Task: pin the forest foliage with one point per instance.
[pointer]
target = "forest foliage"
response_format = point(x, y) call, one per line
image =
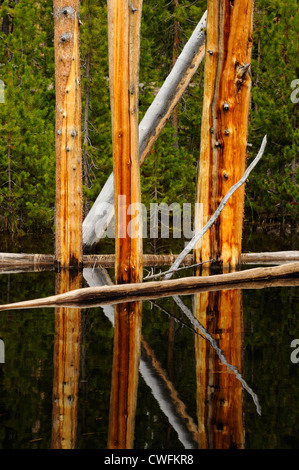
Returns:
point(27, 116)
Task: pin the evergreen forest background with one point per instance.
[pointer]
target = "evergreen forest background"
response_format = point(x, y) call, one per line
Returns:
point(27, 117)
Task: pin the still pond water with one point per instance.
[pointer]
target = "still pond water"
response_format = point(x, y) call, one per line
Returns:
point(232, 384)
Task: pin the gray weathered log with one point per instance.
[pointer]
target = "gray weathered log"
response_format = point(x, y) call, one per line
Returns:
point(189, 247)
point(101, 214)
point(94, 296)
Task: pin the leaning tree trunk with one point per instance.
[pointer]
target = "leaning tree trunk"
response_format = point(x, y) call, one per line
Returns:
point(68, 250)
point(225, 126)
point(124, 18)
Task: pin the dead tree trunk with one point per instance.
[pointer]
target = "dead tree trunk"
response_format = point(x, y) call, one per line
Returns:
point(225, 126)
point(124, 17)
point(68, 250)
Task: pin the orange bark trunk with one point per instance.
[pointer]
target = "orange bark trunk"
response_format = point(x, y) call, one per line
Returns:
point(66, 366)
point(124, 18)
point(69, 212)
point(225, 126)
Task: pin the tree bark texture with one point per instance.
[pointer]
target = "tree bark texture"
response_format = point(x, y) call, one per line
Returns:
point(225, 126)
point(66, 361)
point(99, 217)
point(69, 207)
point(248, 279)
point(124, 20)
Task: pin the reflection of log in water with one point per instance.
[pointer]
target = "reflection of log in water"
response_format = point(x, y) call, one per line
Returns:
point(95, 296)
point(219, 393)
point(66, 366)
point(126, 355)
point(154, 375)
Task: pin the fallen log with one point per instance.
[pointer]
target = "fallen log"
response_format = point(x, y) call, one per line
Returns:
point(20, 262)
point(101, 214)
point(96, 296)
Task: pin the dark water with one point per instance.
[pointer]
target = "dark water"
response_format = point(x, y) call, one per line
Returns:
point(187, 395)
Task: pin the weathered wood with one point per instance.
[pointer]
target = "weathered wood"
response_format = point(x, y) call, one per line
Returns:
point(69, 196)
point(196, 242)
point(219, 393)
point(66, 362)
point(23, 262)
point(93, 296)
point(99, 217)
point(153, 374)
point(124, 20)
point(225, 126)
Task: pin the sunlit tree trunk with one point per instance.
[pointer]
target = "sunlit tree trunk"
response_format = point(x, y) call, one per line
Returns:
point(124, 20)
point(225, 126)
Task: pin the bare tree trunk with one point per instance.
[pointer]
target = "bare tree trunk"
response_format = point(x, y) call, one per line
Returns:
point(86, 176)
point(225, 126)
point(68, 248)
point(124, 20)
point(102, 211)
point(175, 54)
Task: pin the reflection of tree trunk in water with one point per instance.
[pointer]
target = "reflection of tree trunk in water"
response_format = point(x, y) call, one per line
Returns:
point(170, 350)
point(66, 366)
point(219, 392)
point(125, 372)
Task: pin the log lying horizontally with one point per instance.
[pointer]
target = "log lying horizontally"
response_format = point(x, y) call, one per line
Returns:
point(42, 262)
point(96, 296)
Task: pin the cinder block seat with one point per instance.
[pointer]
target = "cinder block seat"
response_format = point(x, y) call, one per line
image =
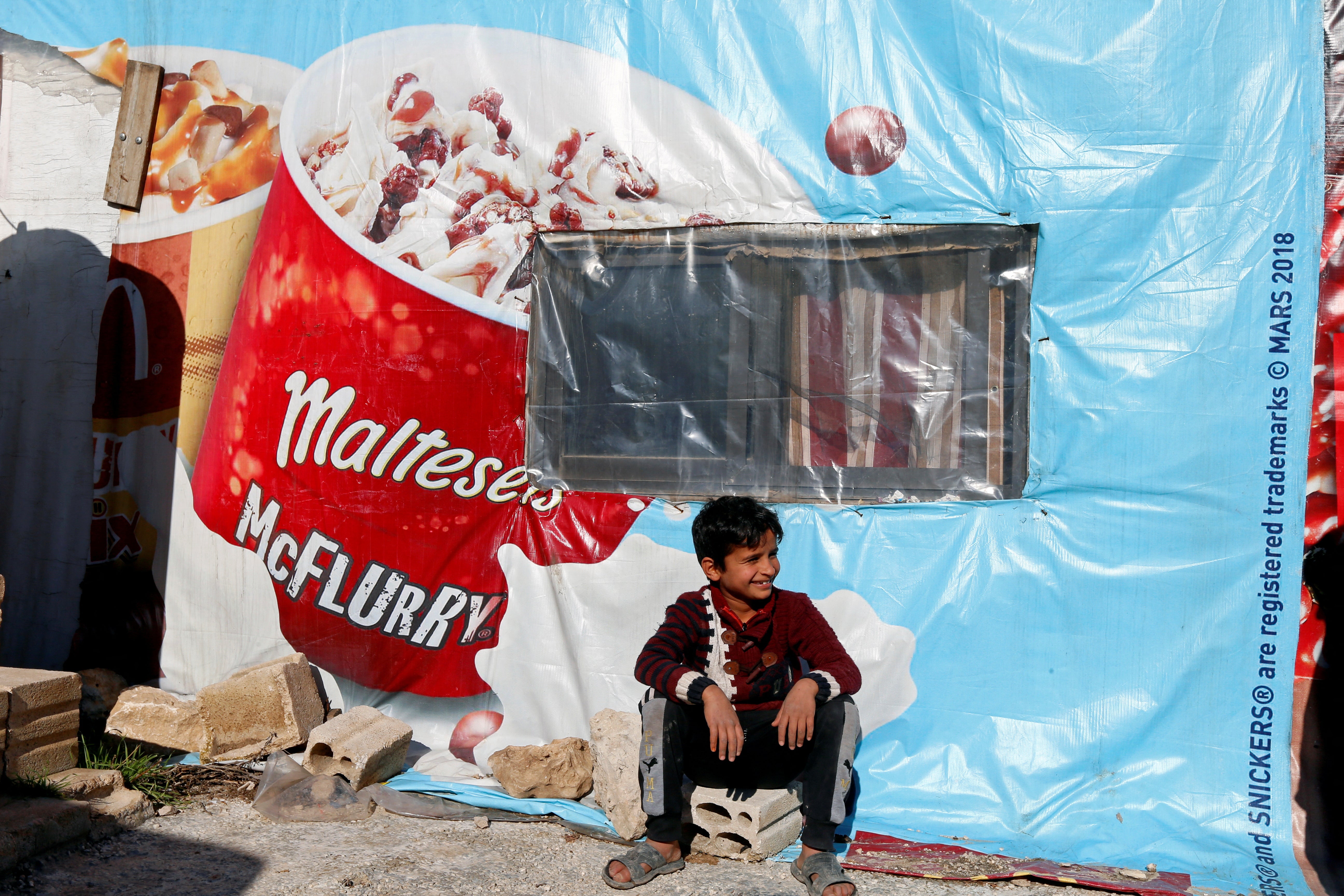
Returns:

--------------------------------

_Problem requirements_
Reproduce verbatim the stretch of the items above from the line containing "Task: pin the evergreen" through the line containing "point(187, 395)", including both of those lines.

_Expected answer_
Task: pin the evergreen forest background with one point per instance.
[pointer]
target = "evergreen forest background"
response_format = point(x, y) call, one per line
Returns:
point(27, 117)
Task: pin the still pond water with one point per instance.
[pointer]
target = "still pond water"
response_format = point(x, y) call, one per line
Returns:
point(232, 384)
Task: pin the gray weathered log with one point per instance.
[pointer]
target = "gray weathered log"
response_format = point(x, y) call, one per line
Returns:
point(189, 247)
point(101, 214)
point(94, 296)
Task: pin the leaning tree trunk with one point per instance.
[pointer]
target = "leaning tree trunk"
response_format = point(x, y) call, one per line
Returns:
point(68, 250)
point(225, 126)
point(124, 18)
Task: pin the dead tree trunk with one point per instance.
[pointer]
target = "dead tree trunk"
response_format = point(x, y) call, one per line
Returns:
point(225, 126)
point(124, 17)
point(68, 250)
Task: pin the orange bark trunk with one point per instance.
[pointer]
target = "orange bark trunk"
response_format = point(x, y) call, one per line
Returns:
point(66, 366)
point(124, 18)
point(69, 212)
point(225, 126)
Task: pin the tree bark texture with one point per instance.
[pointer]
target = "tree bark texture"
response_format = point(x, y) call, one per line
Returns:
point(225, 126)
point(66, 361)
point(99, 217)
point(69, 207)
point(248, 279)
point(124, 20)
Task: pin the reflection of log in water with one point per instance.
[pointer]
target = "reflection of log in water"
response_format = point(x, y) call, one per line
Returns:
point(95, 296)
point(219, 393)
point(66, 366)
point(126, 355)
point(154, 375)
Task: pin the fallen log with one point per instance.
[pointer]
target = "fallen log"
response_format = point(x, y) call, one per line
Returns:
point(20, 262)
point(101, 214)
point(96, 296)
Task: pin the dark water with one point per instance.
[pointer]
target = "dark water"
response_format = point(x, y) call, one per line
Returns:
point(187, 395)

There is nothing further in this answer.